> Problem 1:
From the Duke sports article, reproduce the passage starting at "This was an" and ending at "around the defense.".
> Problem 2:
According to the Duke sports article, what was the score at halftime of the Michigan State game?
> Problem 3:
List every person mentioned by name in the Duke sports article.

> Page text:
============
So how was your Saturday? If you’re a Duke fan (and that seems like a reasonable bet since you’re here), it was probably pretty good.
Duke won at Michigan State (again) and Saturday evening, beat Virginia in overtime to win the 2025 ACC Football Championship.
The interception by Luke Mergott when Virginia tried to run a trick play was the perfect cap. Duke came into the title game at a modest 7-5 but are they playing high-level football? Yes they are.
As it turns out, it wasn’t enough to make the playoffs,
but Duke did something Saturday they haven’t done since 1962: the Blue Devils are the outright ACC champions. It’s a huge accomplishment.
Duke has developed a solid football culture and even better, it’s been sustained under three very different coaches. And this is true too: only a handful of Power Conference teams have won at least 8 games over the last four years. Duke is one of them.
Okay, back to Michigan State.
This was an important game in a lot of ways. Obviously Duke is 10-0 and has proven a lot of people wrong by rolling through a very tough schedule.
Duke, as Matt Norlander points out, has the best resume in the country and, many people think, again has the best player in the country. Last year it was Cooper Flagg; this year, it looks like Cameron Boozer.
But in the first 20 minutes, Michigan State shut down Duke’s young star – and his teammates picked up the slack.
Despite Boozer scoring just two points in the first half, Duke was down just 34-31 at the break.
Michigan State, always a tough defensive team, threw a blanket over Duke’s young star in the first half. But in the second, as we have seen more than once, Boozer found ways around the defense.
There has been a theme this season that he struggles against more athletic defenders. Well, not so much.
Boozer maybe doesn’t jump as high or run as fast as some of his opponents, but he has some things that will take you far in this game. First, he has absolutely impeccable fundamentals. Watch him when he gets a pass near the basket up high. We’ve only once seen him bring it down, and that was to dribble into a more advantageous position. When he gets a rebound, usually with both hands, if it’s on offense, again, he doesn’t bring it down. And when he gets a defensive rebound, typically with both hands, he switches immediately into outlet mode – and usually he makes that pass with both hands, too. And his footwork at times is mesmerizing.
============
> Dataset:
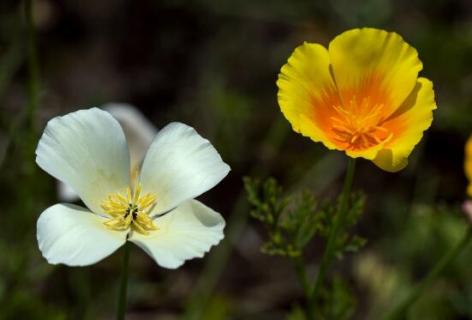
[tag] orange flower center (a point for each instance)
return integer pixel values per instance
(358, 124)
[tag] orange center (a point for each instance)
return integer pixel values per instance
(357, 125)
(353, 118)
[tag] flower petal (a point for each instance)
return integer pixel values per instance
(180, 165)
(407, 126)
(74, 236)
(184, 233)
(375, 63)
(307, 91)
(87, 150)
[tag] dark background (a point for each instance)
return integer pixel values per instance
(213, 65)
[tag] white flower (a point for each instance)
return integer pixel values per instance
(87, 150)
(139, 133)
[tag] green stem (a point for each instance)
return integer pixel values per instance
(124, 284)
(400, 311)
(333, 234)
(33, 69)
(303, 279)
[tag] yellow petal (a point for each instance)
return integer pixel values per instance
============
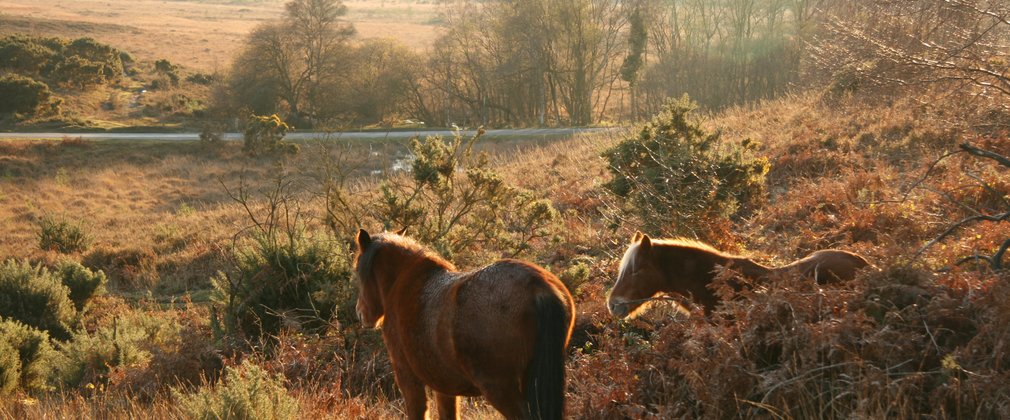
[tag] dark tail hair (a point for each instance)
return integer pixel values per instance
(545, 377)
============
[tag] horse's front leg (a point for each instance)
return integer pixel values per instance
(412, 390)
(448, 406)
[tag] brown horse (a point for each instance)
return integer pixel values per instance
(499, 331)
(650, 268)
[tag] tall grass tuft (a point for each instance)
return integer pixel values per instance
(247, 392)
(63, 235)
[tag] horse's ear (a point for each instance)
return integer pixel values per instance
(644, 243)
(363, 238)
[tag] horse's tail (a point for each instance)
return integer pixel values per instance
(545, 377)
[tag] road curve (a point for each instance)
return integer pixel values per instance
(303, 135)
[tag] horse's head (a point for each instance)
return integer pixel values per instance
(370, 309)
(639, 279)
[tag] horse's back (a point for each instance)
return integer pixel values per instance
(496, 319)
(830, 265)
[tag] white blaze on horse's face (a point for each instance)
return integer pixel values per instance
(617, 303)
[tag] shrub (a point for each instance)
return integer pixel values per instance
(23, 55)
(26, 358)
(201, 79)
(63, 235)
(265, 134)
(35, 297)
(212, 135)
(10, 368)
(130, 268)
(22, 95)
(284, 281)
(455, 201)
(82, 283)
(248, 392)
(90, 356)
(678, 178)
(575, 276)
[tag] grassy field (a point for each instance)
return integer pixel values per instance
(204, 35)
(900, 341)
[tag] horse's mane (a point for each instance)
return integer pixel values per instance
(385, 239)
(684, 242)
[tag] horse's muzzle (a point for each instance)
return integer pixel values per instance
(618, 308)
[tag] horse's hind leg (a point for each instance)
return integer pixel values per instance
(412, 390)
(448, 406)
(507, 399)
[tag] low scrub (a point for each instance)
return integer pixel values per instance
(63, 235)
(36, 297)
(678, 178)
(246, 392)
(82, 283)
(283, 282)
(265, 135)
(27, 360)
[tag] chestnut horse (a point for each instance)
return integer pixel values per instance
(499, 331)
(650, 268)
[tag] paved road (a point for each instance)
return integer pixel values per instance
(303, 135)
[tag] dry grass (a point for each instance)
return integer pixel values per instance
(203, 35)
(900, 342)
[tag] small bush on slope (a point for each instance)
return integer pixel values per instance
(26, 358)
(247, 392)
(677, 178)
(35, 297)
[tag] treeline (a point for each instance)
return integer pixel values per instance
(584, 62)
============
> Expected answer 1:
This was an important game in a lot of ways. Obviously Duke is 10-0 and has proven a lot of people wrong by rolling through a very tough schedule.
Duke, as Matt Norlander points out, has the best resume in the country and, many people think, again has the best player in the country. Last year it was Cooper Flagg; this year, it looks like Cameron Boozer.
But in the first 20 minutes, Michigan State shut down Duke’s young star – and his teammates picked up the slack.
Despite Boozer scoring just two points in the first half, Duke was down just 34-31 at the break.
Michigan State, always a tough defensive team, threw a blanket over Duke’s young star in the first half. But in the second, as we have seen more than once, Boozer found ways around the defense.

> Expected answer 2:
Duke trailed Michigan State 34-31 at the break.

> Expected answer 3:
Luke Mergott
Matt Norlander
Cooper Flagg
Cameron Boozer